Reading passage =>
• • • • •

Disk watermark breach

If a node crosses the low watermark (85%), the allocator stops sending new shards to it. At the high watermark (90%), Elasticsearch actively relocates shards away. At flood stage (95%), it sets index.blocks.read_only_allow_delete on indices with shards on that node.

Immediate response: free disk by deleting old indices, shrinking indices, or expanding storage. The flood-stage block should clear automatically once disk is freed. If it does not, or you need to unblock immediately after confirming sufficient space:

# Remove read-only block after freeing disk
curl -X PUT 'http://localhost:9200/_all/_settings' -H 'Content-Type: application/json' -d '{"index.blocks.read_only_allow_delete": null}'

Tradeoff: deleting indices is destructive. Reducing replica count frees space but reduces redundancy. Recent 8.x versions support max_headroom watermarks for large disks.

NODE_LEFT and delayed timeout

When a node leaves, replicas go unassigned. By default, the master waits index.unassigned.node_left.delayed_timeout (one minute) before reallocating, in case the node restarts. Once the timeout expires, recovery starts automatically. Lower the timeout to recover faster; raise it during rolling restarts to suppress unnecessary movement.

• • • • •

Data excerpts =>
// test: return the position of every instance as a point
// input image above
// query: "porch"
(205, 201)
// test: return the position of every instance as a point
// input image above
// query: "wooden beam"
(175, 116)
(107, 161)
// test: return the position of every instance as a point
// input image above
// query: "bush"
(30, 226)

• • • • •

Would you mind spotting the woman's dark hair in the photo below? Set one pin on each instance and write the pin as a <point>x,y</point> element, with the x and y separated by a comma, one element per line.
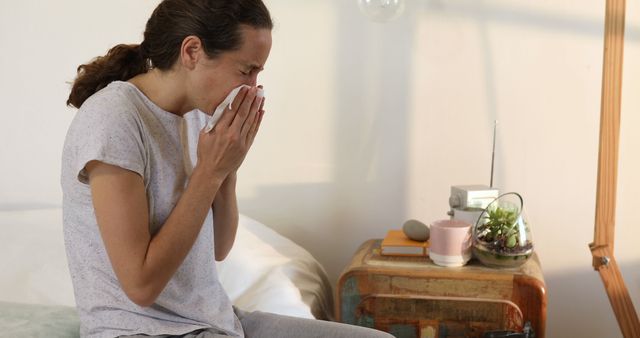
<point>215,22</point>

• • • • •

Activity =>
Copy the Elasticsearch troubleshooting text word for word from "Immediate response: free" to "for large disks.". The data comes from a different source than the text.

Response area =>
Immediate response: free disk by deleting old indices, shrinking indices, or expanding storage. The flood-stage block should clear automatically once disk is freed. If it does not, or you need to unblock immediately after confirming sufficient space:

# Remove read-only block after freeing disk
curl -X PUT 'http://localhost:9200/_all/_settings' -H 'Content-Type: application/json' -d '{"index.blocks.read_only_allow_delete": null}'

Tradeoff: deleting indices is destructive. Reducing replica count frees space but reduces redundancy. Recent 8.x versions support max_headroom watermarks for large disks.